• The request: Please reproduce the listing below line for line, beginning at the line that contains "compact form (466,236)." and stopping after the last line of the listing.

* Begin Dataset excerpts *

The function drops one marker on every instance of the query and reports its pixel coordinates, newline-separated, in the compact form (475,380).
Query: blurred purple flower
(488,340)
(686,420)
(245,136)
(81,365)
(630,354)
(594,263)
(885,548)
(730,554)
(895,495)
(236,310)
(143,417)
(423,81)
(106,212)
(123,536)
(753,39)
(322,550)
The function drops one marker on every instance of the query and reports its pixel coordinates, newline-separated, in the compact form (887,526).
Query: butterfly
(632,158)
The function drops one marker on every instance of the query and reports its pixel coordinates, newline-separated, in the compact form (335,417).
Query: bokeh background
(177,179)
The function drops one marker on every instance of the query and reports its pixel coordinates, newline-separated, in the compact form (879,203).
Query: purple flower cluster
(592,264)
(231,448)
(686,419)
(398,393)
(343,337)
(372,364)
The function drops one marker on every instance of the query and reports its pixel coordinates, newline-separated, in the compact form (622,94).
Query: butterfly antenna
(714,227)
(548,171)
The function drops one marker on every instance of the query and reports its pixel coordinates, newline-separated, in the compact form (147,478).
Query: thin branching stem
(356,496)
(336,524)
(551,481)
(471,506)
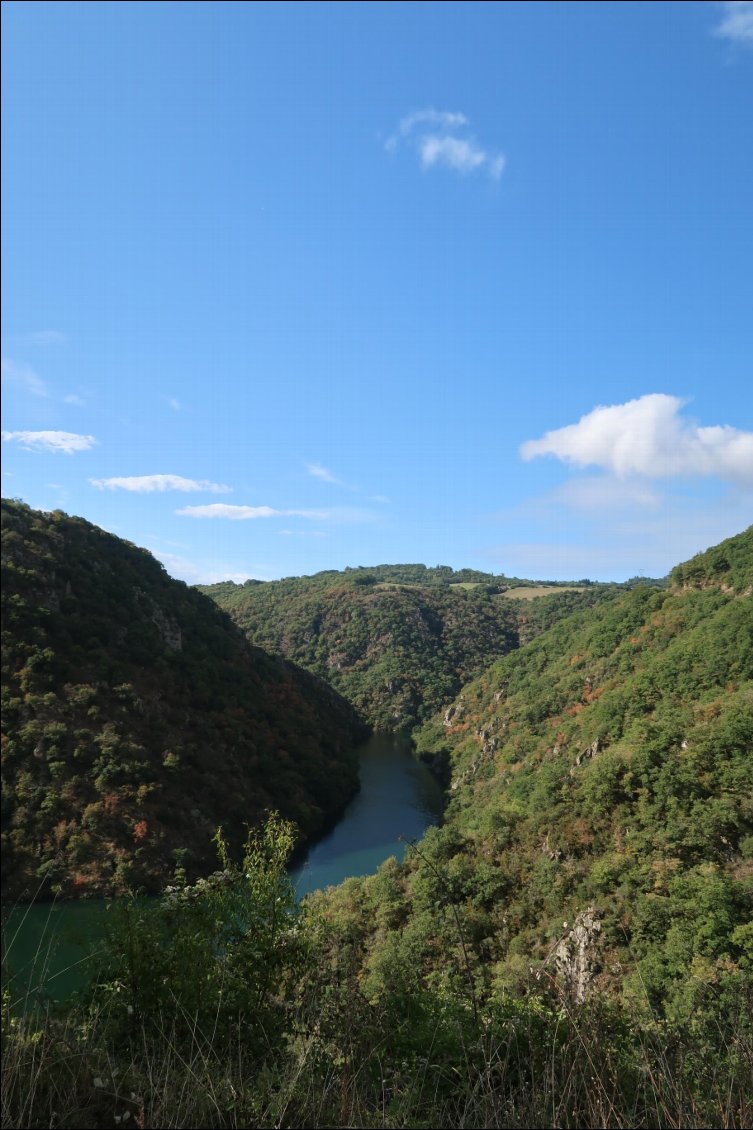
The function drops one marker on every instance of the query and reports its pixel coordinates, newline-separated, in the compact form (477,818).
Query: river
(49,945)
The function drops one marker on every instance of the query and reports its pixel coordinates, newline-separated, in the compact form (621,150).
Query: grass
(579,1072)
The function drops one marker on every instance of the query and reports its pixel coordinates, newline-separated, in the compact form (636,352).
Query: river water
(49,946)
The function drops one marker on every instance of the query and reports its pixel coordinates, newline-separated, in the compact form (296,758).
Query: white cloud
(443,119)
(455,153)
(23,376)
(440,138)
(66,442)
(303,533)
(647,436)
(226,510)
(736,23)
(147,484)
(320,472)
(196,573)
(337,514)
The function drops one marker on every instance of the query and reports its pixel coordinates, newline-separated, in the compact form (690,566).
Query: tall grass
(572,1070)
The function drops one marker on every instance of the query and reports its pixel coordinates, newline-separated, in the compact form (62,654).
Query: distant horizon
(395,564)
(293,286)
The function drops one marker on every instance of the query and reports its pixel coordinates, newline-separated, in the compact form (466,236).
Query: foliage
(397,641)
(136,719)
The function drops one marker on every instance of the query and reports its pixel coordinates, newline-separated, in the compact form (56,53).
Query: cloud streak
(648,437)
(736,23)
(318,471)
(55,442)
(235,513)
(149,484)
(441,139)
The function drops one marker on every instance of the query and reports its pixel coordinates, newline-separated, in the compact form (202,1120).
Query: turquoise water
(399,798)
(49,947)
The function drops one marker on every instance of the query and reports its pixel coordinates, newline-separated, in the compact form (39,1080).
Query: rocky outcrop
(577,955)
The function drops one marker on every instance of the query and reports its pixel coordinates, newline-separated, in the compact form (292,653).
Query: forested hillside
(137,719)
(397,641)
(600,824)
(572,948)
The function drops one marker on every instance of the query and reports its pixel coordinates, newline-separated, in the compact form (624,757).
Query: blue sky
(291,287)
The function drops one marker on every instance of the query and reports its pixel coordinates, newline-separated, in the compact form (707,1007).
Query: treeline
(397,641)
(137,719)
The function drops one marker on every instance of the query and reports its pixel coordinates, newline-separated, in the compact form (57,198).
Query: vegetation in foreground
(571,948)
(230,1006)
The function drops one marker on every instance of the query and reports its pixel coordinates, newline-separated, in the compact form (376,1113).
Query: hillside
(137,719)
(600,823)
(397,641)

* End Dataset excerpts *

• Result of the exercise:
The function drops one marker on every instance of the query and reports its pixel coordinates, newline-separated, in the compact form (466,236).
Query: foliage
(397,641)
(136,719)
The function drops one marker on every instance of the query and reports its pixel coordinates, newline-separated, in the compact form (56,53).
Query: cloud streak
(648,437)
(736,23)
(318,471)
(55,442)
(235,513)
(149,484)
(441,139)
The function drops one marker on every instance of the query and reports its pixel coordinates, newline-separated, in the compact form (202,1120).
Query: turquoise water
(399,798)
(49,947)
The function drops one marker on every instance of the query and reports its pixel coordinates, newline-separated, in the compact form (39,1080).
Query: rocky outcrop
(577,955)
The function drops one marker on every instance of the query and reports its pixel coordinates, newline-separated, in the compact form (292,653).
Query: forested hillside
(137,719)
(397,641)
(600,824)
(572,948)
The function drops one marker on every instance of the query and reports its pixel coordinates, newline-separated, in the compact form (624,757).
Query: blue sky
(291,287)
The function drops one marker on every instance of the query and reports its pixel coordinates, newline-separated, in the compact form (707,1007).
Query: treeline
(397,641)
(137,719)
The function drops one marker on every instance of the query and reports its pixel coordinates, newline-separated, in the compact form (57,198).
Query: vegetation in foreground
(571,948)
(230,1006)
The function drops one marker on every instance of the query and reports its pixel coordinates, newline-separated, in the compact form (376,1113).
Query: hillside
(137,719)
(600,823)
(397,641)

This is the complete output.